> [Stated task] Continue the piece about apologizing to agency clients, starting right after its last sentence.

In a refreshing turn our CSD Jessica Williams shares some honest insight in an important but rarely discussed skill – the importance of saying sorry to clients!
A lot of what we do as an agency is about winning – whether it’s nailing the pitch, delivering epic creative, or smashing the results. But sometimes winning is as much about winning respect from our client – or even as simple as a ‘well done’. We as a bunch of people (God have mercy on us) are most likely to be people pleasers – it’s why we do what we do.
But with the ability to win, will always come the possibility of losing – and it will happen. And it will happen more than once. It might be just once a month, or if you’re lucky once a year, but let’s be honest the fast and complex nature of what we do means inevitably we will need to apologise to a client at some point.
And we’re talking about the “Oh f**k” moments here. You know, the ones where the email comes in and there is a high importance flag on it, and the subject line has exclamation marks longer than the words, and the whole world seems to be cc’d in (and you know there are some sneaky ‘bcc’ too), and the whole body of the email seems to be written in red with underline in which they state that they are “concerned” and “confused” or worst of all… just “disappointed”.

> [Data supplied]
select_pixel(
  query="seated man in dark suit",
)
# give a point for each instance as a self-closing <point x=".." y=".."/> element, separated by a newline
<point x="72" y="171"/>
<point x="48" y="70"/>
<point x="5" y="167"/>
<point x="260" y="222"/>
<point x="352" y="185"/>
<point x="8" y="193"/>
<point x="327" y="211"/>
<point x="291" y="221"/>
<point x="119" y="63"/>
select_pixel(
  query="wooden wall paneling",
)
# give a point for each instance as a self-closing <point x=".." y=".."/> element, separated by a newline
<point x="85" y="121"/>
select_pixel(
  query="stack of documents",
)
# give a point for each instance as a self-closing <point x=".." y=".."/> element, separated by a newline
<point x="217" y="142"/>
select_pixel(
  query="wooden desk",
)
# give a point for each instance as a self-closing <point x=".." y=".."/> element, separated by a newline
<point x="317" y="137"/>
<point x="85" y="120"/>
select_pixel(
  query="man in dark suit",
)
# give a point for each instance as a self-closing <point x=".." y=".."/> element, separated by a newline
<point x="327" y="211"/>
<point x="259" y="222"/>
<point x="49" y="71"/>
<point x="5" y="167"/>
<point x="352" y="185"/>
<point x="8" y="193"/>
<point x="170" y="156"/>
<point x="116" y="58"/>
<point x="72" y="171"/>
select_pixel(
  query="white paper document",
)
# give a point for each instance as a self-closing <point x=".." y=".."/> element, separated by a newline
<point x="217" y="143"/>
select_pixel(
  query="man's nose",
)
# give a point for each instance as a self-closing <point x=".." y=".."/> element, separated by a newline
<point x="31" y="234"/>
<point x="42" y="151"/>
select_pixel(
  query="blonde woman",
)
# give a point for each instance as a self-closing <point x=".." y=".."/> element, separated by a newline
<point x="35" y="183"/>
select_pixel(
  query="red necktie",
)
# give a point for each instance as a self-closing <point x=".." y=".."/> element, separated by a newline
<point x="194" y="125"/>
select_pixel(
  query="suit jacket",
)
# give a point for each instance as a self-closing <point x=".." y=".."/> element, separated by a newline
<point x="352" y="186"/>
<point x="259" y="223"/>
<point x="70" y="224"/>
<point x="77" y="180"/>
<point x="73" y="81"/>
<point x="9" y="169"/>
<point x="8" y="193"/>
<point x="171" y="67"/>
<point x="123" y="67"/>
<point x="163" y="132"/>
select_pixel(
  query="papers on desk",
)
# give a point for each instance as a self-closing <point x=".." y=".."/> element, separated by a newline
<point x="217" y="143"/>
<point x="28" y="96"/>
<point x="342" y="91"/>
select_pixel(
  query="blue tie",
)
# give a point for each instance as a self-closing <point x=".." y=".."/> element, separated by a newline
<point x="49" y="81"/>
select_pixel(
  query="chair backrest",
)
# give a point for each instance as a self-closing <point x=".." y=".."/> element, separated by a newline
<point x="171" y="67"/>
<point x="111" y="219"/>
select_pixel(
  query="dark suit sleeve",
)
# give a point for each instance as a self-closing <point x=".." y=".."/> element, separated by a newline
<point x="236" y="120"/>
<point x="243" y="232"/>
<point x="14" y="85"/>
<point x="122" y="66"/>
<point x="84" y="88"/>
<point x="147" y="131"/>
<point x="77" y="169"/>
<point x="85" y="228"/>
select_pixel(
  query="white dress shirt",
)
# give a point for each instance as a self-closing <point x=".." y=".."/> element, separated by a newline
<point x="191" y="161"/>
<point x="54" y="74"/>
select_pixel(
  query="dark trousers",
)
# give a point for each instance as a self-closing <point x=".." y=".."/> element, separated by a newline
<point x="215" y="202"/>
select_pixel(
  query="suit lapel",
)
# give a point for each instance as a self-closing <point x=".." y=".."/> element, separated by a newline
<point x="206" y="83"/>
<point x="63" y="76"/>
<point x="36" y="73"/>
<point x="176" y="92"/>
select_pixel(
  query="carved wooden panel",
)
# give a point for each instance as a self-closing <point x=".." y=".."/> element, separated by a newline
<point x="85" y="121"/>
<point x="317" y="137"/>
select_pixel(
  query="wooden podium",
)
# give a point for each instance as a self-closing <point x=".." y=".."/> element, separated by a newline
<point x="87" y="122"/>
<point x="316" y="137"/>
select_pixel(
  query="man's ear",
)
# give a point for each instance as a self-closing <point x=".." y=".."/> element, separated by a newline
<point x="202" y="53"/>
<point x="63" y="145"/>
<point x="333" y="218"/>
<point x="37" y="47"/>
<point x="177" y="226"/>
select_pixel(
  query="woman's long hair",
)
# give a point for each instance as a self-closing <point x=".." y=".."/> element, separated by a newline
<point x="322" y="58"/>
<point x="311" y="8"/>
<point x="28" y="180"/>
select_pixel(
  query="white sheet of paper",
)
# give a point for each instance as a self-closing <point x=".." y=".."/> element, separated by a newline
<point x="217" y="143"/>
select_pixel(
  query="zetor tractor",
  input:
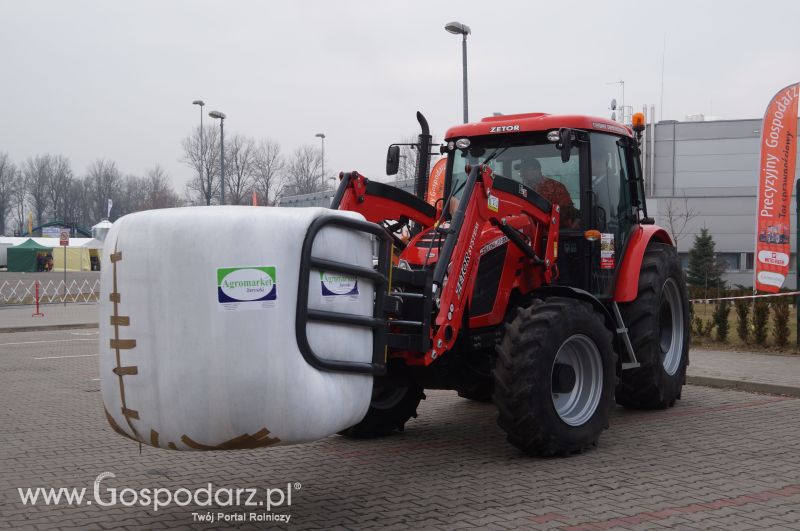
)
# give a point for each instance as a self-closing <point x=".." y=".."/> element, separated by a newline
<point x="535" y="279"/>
* * *
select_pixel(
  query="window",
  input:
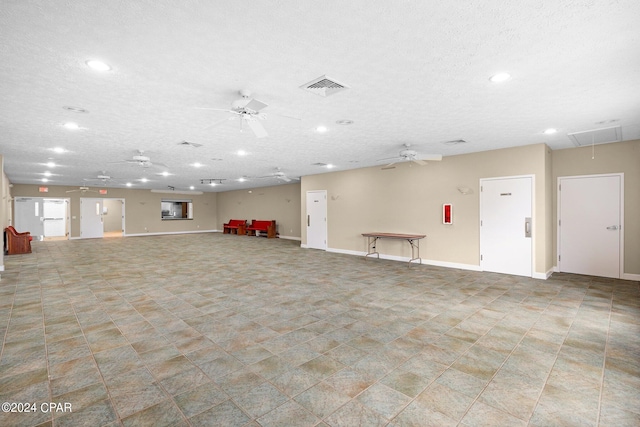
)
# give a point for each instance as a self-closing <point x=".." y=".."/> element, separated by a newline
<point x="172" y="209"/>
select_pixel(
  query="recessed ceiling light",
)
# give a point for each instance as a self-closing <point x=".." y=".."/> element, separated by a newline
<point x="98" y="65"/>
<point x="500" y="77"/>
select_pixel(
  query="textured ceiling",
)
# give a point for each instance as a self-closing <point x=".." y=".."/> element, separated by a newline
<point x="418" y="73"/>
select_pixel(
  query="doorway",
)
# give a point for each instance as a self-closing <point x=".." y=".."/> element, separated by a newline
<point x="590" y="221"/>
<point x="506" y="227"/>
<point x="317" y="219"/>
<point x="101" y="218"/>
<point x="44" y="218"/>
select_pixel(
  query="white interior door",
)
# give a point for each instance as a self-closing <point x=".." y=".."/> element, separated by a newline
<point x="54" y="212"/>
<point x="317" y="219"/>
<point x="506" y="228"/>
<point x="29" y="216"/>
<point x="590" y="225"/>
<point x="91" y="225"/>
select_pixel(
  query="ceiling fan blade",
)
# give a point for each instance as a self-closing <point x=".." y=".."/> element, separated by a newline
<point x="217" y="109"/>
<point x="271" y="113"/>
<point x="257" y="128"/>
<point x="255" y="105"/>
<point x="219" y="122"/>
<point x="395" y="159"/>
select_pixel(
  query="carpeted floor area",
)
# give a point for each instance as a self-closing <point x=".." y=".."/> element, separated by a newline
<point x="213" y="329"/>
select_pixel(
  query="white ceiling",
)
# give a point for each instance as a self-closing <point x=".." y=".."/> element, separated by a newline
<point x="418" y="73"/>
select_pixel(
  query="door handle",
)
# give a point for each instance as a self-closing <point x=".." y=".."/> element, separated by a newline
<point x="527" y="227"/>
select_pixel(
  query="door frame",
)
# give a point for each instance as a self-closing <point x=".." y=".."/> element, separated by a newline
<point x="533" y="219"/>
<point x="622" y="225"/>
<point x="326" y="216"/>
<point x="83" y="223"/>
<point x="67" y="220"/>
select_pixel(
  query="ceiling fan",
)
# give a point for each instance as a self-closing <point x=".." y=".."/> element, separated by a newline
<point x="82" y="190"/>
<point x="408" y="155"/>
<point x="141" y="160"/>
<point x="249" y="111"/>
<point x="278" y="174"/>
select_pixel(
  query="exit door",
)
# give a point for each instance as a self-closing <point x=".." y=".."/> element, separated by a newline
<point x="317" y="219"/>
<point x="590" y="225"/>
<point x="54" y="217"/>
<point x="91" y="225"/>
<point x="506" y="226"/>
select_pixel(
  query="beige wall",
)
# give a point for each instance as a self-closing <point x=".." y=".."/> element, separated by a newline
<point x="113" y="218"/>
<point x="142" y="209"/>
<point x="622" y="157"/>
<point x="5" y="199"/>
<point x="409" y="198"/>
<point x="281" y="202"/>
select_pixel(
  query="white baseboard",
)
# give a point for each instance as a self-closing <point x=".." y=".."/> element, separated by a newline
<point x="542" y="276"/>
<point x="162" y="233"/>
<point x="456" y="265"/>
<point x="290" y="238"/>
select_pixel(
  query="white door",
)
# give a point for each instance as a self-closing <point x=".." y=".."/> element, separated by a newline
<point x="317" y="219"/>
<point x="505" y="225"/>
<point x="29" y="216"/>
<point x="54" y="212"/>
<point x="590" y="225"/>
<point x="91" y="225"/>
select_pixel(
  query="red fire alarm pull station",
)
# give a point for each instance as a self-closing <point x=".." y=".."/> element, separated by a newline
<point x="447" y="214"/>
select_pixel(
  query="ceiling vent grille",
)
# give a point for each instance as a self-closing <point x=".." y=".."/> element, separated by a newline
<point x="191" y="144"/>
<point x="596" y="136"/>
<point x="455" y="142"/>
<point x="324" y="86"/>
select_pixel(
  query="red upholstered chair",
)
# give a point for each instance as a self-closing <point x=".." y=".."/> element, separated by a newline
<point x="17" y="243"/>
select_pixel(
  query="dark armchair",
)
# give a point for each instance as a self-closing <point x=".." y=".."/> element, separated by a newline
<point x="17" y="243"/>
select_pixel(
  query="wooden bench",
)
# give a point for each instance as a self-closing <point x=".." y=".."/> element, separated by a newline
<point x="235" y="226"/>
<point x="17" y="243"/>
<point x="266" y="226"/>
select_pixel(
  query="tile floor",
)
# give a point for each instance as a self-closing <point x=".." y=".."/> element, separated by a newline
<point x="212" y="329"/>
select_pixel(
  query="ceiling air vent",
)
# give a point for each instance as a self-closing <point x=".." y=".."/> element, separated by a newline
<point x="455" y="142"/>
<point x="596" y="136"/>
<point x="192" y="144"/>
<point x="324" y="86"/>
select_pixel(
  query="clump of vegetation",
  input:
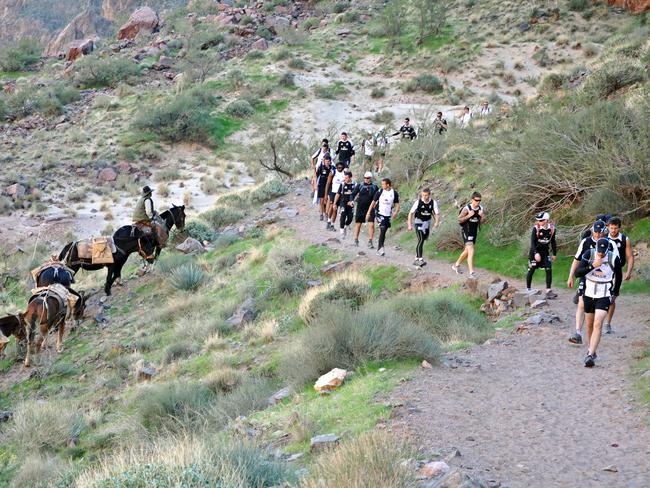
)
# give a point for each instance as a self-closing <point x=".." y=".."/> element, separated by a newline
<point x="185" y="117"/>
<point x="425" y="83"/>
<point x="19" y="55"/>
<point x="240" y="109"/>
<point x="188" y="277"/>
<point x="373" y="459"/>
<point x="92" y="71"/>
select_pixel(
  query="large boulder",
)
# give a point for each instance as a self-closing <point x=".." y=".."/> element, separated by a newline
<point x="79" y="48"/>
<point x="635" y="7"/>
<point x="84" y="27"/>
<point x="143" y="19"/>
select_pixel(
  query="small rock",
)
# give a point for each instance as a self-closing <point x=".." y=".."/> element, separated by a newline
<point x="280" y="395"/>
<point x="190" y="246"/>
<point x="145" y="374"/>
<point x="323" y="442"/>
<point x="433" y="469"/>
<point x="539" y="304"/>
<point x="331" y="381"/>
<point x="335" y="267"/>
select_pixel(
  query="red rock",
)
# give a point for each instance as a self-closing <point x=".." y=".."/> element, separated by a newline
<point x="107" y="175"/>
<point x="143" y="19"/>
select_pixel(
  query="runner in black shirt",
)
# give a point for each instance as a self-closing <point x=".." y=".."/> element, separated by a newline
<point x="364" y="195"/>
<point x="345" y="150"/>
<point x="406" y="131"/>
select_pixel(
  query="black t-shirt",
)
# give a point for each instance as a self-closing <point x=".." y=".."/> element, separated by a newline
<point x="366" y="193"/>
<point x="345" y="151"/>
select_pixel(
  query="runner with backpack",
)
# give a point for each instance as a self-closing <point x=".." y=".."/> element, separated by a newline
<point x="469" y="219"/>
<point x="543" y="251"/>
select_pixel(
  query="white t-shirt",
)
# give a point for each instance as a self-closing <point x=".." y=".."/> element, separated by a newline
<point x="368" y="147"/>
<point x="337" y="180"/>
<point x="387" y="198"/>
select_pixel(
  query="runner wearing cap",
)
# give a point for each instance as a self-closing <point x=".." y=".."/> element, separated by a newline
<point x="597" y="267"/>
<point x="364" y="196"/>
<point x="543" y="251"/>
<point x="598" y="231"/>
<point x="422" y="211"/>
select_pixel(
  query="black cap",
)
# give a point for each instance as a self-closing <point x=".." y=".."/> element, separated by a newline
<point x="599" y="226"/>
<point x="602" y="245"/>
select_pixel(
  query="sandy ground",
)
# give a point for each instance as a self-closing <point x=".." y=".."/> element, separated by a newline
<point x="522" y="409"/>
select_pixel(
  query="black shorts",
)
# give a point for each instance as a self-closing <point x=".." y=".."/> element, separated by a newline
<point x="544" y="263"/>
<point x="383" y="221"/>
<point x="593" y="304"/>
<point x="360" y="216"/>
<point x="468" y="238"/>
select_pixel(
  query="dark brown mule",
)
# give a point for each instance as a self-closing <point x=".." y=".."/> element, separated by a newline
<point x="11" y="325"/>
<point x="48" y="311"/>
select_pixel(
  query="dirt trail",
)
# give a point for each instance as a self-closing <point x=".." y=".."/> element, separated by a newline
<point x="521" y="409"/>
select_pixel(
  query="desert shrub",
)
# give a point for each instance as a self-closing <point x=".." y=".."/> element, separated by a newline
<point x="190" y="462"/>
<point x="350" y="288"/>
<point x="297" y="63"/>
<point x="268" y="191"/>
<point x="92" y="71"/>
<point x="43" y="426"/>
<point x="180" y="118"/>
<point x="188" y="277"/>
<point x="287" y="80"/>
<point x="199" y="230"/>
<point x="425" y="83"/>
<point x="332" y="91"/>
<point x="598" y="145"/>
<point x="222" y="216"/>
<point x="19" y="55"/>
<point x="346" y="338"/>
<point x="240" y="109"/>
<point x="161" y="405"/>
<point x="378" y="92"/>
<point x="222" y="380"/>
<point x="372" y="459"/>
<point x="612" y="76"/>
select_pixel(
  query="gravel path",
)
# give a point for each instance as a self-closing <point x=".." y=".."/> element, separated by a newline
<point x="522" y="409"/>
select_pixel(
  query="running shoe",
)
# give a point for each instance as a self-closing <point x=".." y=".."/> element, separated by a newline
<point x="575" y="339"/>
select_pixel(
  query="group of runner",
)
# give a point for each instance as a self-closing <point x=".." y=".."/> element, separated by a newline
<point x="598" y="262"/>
---
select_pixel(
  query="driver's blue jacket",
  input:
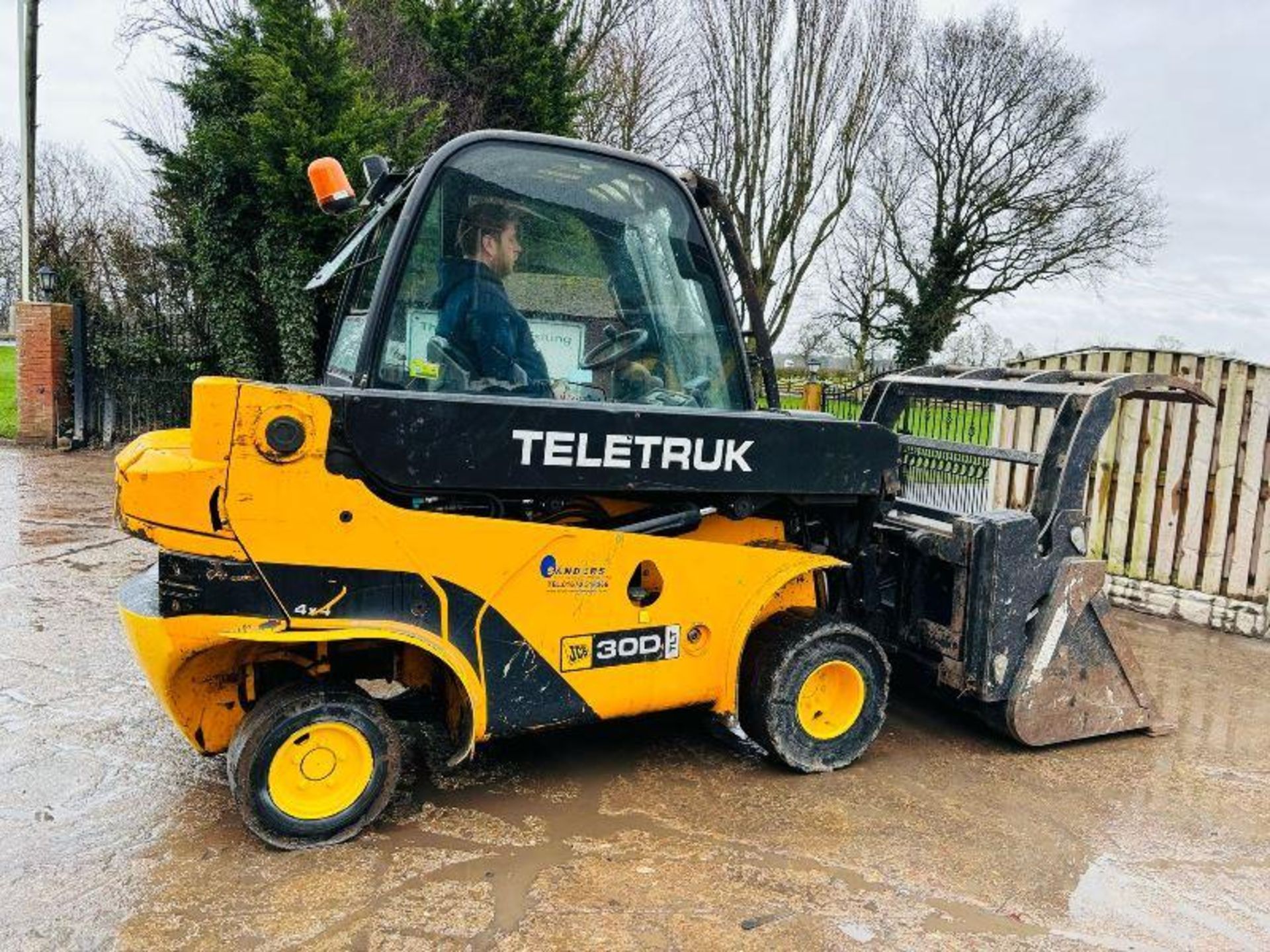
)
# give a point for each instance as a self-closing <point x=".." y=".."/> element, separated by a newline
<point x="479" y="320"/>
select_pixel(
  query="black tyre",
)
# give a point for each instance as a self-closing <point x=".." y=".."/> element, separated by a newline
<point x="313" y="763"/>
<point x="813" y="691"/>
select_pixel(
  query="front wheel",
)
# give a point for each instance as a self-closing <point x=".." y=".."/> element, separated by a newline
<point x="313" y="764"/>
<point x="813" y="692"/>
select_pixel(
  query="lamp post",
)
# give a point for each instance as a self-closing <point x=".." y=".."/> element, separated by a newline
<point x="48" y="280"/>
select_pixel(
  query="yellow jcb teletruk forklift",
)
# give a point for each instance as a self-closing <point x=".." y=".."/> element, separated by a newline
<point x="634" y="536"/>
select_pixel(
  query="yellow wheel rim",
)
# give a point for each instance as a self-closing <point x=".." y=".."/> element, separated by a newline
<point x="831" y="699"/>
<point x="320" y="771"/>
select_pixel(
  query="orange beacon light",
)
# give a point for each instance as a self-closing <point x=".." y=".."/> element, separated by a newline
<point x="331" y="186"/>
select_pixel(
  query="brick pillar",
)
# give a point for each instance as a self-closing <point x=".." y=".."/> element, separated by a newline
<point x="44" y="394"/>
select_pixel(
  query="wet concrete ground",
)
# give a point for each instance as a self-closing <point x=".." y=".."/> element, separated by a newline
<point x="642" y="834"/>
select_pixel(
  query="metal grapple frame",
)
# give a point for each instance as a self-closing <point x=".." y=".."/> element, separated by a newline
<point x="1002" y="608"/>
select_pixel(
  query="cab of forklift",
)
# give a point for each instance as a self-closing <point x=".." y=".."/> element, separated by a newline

> [Written answer]
I am talking about the client flag where your stomach instantly drops and you realise despite your best efforts you have made a mistake.
We have all been there and it can be scary. Scarier even more so because we care.
Here at BBD we have a plan for when it goes wrong, as much as a plan for when it goes right, so we thought we would share our experience and tips on saying sorry and give you a peek into our world.
Firstly – step away from the PC
Take 5 minutes to do whatever you need to do – cry in the toilets, punch puppies (stuffed ones), smoke your first cigarette in a year, or grab your desk buddy. Just spend a moment to realise it sucks and you/we/they messed up.
And do not hide from it. It never, ever works, trust me.
Just because someone didn’t say something it doesn’t mean they didn’t notice. If you are going to be late sending something say so – because every time you have to do ‘minor apology’ it weakens the strength of your ‘important apologies’ and slowly chips away at belief in your promises to deliver.
And if you find yourself constantly changing the goal posts then it’s time to assess if we are over-promising or if a new approach is needed.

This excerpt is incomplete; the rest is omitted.